Start

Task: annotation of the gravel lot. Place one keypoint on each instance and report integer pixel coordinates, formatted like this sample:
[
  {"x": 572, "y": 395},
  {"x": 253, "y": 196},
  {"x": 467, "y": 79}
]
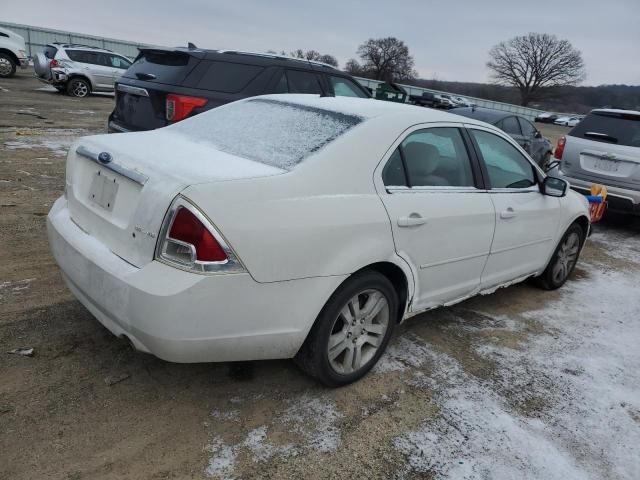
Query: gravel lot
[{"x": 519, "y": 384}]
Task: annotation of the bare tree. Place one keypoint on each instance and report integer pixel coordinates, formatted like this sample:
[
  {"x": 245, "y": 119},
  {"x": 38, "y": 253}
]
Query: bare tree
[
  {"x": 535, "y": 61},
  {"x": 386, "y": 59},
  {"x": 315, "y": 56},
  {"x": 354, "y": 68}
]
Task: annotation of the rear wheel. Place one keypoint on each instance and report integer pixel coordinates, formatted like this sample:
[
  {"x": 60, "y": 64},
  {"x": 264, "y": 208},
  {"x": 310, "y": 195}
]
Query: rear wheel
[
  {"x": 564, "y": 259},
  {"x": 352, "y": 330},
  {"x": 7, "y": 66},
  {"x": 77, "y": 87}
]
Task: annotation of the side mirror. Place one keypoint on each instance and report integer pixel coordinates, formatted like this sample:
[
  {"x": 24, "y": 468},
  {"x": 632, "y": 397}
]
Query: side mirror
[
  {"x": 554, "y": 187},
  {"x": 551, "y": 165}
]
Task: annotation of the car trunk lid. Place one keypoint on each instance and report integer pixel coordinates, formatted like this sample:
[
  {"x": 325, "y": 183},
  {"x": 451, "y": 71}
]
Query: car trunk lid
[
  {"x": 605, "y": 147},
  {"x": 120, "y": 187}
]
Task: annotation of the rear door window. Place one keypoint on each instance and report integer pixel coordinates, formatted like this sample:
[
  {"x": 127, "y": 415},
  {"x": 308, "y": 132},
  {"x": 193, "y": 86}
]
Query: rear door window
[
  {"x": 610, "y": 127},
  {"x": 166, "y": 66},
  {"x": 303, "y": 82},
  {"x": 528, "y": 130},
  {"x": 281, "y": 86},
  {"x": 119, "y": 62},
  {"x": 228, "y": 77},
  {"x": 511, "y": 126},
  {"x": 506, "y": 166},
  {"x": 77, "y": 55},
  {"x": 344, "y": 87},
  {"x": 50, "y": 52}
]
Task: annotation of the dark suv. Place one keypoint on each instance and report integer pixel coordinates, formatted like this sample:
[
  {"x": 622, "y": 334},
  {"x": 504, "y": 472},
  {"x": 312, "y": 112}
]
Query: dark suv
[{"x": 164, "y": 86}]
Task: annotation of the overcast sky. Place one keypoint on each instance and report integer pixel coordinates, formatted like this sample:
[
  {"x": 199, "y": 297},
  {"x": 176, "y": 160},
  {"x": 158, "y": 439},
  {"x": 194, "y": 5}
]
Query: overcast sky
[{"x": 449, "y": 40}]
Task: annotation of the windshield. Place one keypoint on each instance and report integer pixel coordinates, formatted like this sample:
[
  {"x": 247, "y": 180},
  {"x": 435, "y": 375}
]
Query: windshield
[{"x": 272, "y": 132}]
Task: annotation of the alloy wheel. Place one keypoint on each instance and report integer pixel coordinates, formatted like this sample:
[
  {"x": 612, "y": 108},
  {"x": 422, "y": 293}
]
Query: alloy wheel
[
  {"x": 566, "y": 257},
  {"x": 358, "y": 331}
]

End
Start

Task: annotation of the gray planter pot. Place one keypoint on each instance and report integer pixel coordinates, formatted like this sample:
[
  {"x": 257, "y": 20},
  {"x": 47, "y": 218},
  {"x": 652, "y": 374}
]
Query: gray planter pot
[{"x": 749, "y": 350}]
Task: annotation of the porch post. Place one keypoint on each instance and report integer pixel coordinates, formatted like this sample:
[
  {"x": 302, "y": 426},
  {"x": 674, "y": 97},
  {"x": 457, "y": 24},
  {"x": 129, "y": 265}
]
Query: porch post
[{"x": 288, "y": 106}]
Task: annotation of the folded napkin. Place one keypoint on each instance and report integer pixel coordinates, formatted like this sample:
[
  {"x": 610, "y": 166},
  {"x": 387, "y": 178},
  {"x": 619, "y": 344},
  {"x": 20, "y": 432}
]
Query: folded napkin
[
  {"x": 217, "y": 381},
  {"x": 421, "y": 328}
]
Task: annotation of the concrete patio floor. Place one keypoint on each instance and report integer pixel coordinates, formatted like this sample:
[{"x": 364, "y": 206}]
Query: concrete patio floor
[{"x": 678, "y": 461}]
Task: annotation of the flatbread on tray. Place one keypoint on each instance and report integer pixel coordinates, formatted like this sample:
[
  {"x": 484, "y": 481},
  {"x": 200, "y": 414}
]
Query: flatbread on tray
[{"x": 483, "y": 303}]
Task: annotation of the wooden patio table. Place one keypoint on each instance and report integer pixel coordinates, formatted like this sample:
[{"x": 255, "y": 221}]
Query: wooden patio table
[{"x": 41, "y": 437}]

End

How many of the lines above contain the word "gravel"? Reply with the number alone.

[Response] 2